┌─ Records to use

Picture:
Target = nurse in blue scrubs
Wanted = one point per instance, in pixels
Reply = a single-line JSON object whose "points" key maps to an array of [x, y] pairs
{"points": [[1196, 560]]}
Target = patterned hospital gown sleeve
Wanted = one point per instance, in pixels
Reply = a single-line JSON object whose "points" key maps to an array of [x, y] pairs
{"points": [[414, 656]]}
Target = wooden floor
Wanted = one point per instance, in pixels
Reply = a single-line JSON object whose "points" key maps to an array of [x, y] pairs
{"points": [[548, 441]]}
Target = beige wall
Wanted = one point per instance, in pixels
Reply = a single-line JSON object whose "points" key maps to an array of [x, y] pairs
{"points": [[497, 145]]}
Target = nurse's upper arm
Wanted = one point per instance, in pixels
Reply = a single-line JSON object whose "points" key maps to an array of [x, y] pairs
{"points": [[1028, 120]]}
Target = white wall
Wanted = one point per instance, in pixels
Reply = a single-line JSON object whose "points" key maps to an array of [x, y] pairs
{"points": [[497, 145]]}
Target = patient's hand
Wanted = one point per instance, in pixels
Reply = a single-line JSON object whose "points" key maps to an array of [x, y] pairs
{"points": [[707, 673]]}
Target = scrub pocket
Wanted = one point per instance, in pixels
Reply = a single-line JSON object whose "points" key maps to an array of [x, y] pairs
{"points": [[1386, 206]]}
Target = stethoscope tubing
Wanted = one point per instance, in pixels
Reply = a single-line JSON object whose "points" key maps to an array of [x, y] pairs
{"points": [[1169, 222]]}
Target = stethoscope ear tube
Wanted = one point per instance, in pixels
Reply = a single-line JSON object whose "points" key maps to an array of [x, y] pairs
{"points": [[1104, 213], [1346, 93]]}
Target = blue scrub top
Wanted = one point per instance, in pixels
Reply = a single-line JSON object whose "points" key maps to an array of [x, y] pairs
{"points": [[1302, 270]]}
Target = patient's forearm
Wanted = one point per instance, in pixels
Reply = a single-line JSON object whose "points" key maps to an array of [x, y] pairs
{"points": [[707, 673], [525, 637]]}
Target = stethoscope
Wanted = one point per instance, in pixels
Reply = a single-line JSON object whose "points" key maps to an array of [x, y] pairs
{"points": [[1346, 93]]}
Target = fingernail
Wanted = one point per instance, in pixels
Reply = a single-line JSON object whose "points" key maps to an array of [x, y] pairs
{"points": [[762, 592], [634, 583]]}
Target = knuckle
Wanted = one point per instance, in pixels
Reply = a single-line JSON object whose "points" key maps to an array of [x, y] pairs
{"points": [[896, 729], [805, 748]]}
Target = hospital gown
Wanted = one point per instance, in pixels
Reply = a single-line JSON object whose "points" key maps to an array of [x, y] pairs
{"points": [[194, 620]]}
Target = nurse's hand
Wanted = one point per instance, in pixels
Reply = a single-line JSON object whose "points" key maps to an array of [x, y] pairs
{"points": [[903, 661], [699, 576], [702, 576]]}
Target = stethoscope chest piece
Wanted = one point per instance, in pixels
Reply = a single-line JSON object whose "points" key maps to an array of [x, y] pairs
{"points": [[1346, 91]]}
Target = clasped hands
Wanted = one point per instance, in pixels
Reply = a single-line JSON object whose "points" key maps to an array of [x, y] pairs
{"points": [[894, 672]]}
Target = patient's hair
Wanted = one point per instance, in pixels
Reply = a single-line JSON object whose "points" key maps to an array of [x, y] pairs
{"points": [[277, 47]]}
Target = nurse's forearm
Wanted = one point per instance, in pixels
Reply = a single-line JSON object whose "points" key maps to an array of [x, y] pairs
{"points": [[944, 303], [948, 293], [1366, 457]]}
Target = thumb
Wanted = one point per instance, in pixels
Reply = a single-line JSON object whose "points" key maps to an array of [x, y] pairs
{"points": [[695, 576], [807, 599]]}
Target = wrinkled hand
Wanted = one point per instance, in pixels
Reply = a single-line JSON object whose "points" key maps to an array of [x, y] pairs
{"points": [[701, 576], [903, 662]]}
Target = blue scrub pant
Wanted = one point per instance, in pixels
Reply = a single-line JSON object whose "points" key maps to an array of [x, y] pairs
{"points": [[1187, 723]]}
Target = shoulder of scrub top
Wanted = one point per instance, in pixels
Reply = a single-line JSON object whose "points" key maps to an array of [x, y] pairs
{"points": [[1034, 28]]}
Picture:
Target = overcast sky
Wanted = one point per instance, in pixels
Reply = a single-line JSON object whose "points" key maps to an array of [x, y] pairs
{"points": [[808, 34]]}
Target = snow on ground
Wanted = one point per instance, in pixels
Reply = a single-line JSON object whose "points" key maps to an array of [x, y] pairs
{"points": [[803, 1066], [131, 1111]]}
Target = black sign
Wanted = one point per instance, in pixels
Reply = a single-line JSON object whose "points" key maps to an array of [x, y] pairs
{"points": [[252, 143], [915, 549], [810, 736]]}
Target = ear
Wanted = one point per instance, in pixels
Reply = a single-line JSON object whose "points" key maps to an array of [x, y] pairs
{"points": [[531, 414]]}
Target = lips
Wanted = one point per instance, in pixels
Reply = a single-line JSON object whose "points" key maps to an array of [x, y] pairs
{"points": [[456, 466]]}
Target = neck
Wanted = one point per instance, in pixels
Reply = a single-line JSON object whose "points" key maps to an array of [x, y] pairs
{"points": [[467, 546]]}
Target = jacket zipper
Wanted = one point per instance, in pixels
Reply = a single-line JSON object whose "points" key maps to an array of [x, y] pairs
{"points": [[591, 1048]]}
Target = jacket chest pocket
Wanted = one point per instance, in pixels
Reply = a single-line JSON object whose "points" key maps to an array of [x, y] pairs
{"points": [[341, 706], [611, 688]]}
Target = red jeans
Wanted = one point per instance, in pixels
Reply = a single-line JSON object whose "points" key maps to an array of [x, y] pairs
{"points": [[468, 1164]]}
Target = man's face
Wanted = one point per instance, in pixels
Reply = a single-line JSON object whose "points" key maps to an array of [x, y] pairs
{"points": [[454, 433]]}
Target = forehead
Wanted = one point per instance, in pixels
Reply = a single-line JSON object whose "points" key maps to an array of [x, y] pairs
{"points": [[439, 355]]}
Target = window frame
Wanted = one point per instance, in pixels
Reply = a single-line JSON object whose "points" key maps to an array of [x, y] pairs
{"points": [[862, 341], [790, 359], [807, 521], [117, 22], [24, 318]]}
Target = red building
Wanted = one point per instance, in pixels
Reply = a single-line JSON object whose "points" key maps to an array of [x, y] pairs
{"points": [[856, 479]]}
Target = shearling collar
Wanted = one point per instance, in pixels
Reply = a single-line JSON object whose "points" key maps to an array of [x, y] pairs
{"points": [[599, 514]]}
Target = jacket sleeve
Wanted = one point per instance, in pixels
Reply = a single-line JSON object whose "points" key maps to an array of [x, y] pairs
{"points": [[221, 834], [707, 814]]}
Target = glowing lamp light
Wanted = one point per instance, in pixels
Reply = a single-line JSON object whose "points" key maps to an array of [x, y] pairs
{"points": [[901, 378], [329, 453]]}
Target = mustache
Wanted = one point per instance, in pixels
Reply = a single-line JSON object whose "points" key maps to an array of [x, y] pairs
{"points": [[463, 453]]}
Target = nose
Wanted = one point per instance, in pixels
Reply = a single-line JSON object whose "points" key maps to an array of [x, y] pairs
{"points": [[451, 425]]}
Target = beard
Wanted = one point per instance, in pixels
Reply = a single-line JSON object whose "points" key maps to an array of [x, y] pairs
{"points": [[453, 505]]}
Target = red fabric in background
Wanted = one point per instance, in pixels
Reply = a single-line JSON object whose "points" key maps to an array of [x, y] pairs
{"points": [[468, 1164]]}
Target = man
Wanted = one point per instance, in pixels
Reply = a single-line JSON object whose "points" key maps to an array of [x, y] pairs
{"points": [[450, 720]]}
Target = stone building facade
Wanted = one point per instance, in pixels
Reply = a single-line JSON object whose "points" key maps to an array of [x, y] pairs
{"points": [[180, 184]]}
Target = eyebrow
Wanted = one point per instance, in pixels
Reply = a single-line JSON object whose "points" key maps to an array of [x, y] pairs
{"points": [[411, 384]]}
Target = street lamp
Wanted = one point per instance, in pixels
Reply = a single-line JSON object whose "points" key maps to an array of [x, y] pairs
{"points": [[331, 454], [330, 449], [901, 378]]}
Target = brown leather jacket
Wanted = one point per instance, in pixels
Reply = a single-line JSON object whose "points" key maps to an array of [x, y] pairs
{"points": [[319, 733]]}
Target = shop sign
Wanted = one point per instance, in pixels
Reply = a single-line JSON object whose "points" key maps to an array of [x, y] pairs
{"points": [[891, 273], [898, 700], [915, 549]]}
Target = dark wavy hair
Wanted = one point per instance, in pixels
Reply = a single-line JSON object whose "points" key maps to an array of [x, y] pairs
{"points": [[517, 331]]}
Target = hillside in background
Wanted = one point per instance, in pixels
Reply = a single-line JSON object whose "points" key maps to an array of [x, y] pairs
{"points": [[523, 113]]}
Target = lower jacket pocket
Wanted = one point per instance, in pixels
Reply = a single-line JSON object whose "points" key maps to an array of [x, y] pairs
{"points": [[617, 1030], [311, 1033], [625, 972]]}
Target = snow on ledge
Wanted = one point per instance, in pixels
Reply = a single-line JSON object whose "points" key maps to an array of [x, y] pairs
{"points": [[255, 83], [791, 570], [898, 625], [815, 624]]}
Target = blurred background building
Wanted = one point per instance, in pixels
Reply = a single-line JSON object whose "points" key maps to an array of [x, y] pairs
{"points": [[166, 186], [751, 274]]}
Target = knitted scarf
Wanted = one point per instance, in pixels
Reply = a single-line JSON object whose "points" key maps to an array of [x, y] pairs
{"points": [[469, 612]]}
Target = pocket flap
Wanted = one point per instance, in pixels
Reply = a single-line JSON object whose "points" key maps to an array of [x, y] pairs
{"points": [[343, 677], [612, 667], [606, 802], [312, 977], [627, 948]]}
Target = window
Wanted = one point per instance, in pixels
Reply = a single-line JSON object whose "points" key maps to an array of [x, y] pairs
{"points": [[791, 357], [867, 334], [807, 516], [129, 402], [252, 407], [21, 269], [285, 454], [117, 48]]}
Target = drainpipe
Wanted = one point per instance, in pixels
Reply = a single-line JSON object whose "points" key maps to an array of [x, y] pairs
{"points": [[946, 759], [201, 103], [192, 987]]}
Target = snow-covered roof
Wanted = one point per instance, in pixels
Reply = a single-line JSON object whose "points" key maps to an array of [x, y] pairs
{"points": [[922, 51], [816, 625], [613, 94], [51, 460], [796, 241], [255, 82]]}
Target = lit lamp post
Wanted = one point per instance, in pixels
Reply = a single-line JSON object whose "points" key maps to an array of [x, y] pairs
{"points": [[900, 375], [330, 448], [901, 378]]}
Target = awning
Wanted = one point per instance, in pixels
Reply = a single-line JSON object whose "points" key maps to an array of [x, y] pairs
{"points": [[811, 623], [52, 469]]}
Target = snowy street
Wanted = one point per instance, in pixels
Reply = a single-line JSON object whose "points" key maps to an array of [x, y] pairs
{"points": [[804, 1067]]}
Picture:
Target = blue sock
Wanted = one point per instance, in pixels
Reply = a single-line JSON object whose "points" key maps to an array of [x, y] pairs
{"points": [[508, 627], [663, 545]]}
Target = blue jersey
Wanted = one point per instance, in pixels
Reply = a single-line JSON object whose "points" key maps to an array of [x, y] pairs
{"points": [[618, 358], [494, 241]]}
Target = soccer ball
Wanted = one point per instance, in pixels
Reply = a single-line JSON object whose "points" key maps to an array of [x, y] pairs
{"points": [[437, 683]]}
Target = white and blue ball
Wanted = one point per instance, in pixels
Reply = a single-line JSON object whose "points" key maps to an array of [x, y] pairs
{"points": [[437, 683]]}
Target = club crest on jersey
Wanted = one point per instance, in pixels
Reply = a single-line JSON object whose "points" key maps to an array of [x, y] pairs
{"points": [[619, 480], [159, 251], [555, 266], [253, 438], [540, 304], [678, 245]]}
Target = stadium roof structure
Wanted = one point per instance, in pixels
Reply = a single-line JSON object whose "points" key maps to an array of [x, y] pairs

└─

### Exercise requirements
Reproduce the part of the listing that opens with the line containing "Target = snow-covered roof" and runs through the end of the listing, with "lit lamp post" changed to "illuminated lamp post" and everything else left as it is.

### Solution for this task
Target = snow-covered roof
Wanted = one point per instance, in pixels
Reply = a single-line JSON object whose "points" key maps to an array of [x, y] pairs
{"points": [[922, 51], [816, 625], [613, 94], [51, 460], [796, 241], [255, 82]]}
Target = illuminated lamp post
Wanted = one point per instance, in pixels
Reply = a single-line JSON object whose "points" key maps to an array of [x, y] pairs
{"points": [[900, 375], [330, 448], [901, 378]]}
Target = awning
Wanted = one point per instance, in pixels
Reply = a single-line JSON object whose "points" key maps to an array of [x, y] pairs
{"points": [[811, 623], [52, 469]]}
Target = snowy street
Wanted = one point per instance, in pixels
Reply = a single-line JSON object whose "points" key maps to an array of [x, y] pairs
{"points": [[804, 1067]]}
Picture:
Target = blue sock
Wanted = one point per instance, in pixels
Reply = a single-line JSON object whose "points" key maps to an array of [x, y] pairs
{"points": [[508, 627], [663, 545]]}
Target = blue jersey
Wanted = one point per instance, in pixels
Reply = a single-line JSON object whose "points" key maps to an array of [x, y] pairs
{"points": [[618, 358], [494, 241]]}
Target = soccer ball
Wanted = one point per instance, in pixels
Reply = a single-line JSON object whose "points" key maps to an array of [x, y] pairs
{"points": [[437, 683]]}
Target = white and blue ball
Wanted = one point per instance, in pixels
Reply = a single-line JSON object whose "points" key maps to an array of [x, y] pairs
{"points": [[437, 683]]}
Target = club crest on jersey
Wanted = one point per instance, in pixels
Reply = a single-line JSON object whose "points" key maps to an array of [x, y] pairs
{"points": [[619, 480], [159, 251], [555, 266], [253, 438], [540, 304], [678, 245]]}
Target = stadium roof structure
Wanted = one point per instance, in pixels
Reply = a single-line JSON object whose "points" key maps to an array of [x, y] pairs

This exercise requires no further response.